• **SHORT EXERCISE**:
Copy the data that follows exactly. Include no pictures.

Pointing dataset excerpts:
┄┄┄┄┄┄┄┄┄┄┄┄┄┄┄┄┄┄┄┄
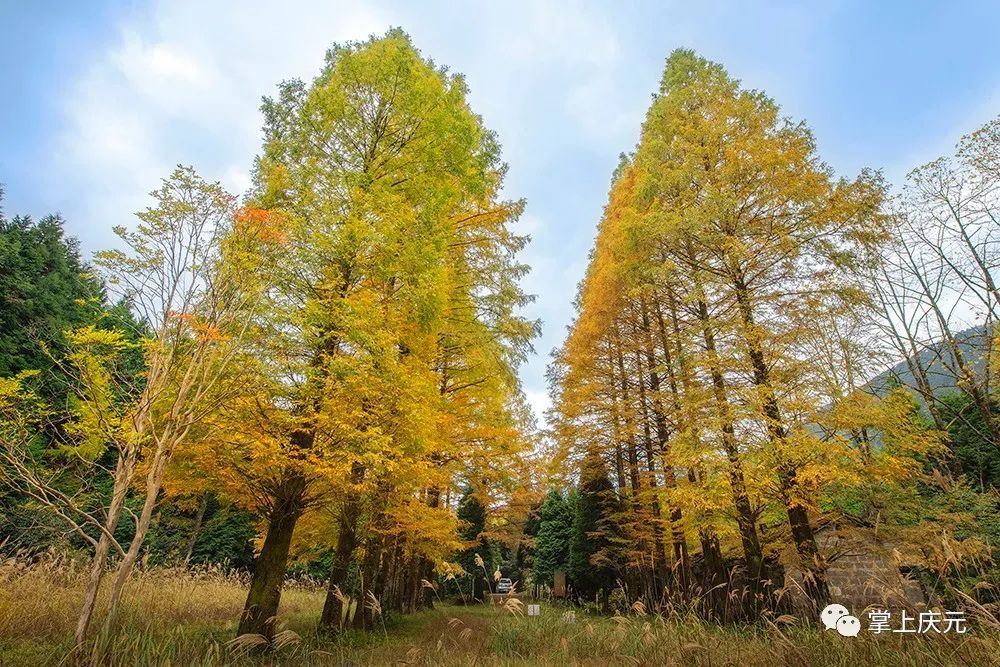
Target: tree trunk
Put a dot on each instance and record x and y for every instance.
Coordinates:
(261, 606)
(124, 470)
(813, 564)
(347, 541)
(198, 522)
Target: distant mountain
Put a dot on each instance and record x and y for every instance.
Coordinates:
┄┄┄┄┄┄┄┄┄┄┄┄┄┄┄┄┄┄┄┄
• **EXERCISE ANSWER**:
Target: tree trunk
Put a dot on each instance and record x and y for every instance.
Coordinates:
(261, 606)
(124, 470)
(813, 564)
(347, 541)
(198, 522)
Target: distant mountain
Put a dot on each instance and record x and y for every instance.
Coordinates:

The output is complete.